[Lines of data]
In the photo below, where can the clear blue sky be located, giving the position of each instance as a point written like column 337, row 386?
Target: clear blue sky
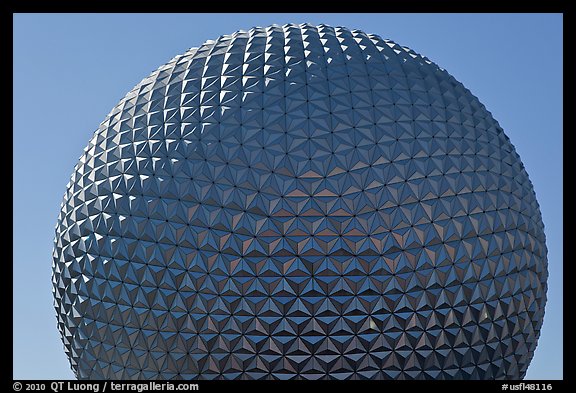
column 70, row 70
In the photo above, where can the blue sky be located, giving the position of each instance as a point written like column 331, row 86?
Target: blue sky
column 70, row 70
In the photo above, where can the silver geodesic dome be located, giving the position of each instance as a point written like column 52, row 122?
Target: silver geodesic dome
column 299, row 202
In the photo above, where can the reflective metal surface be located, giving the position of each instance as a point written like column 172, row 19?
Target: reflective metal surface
column 299, row 202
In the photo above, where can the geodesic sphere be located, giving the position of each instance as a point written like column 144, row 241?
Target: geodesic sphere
column 299, row 202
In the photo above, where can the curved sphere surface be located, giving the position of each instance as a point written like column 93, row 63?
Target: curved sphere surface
column 299, row 202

TASK DESCRIPTION —
Reproduce every line of the data above word for word, but omit the pictures.

EXPECTED ANSWER —
In the photo below, where can the clear blue sky be located, giving the position of each instance as a point written like column 337, row 386?
Target: clear blue sky
column 70, row 70
In the photo above, where can the blue sky be located, giving the position of each instance as a point written like column 331, row 86?
Target: blue sky
column 70, row 70
In the photo above, where can the silver geodesic dome be located, giving the position of each instance as a point written like column 52, row 122?
Target: silver geodesic dome
column 299, row 202
In the photo above, where can the reflective metal surface be located, giving the position of each instance as a point written like column 172, row 19?
Target: reflective metal surface
column 299, row 202
In the photo above, where can the geodesic sphere be located, giving the position of each instance as a point written like column 144, row 241?
Target: geodesic sphere
column 299, row 202
In the photo above, where can the curved sphere surface be located, giving the position of each instance as a point written like column 93, row 63?
Target: curved sphere surface
column 299, row 202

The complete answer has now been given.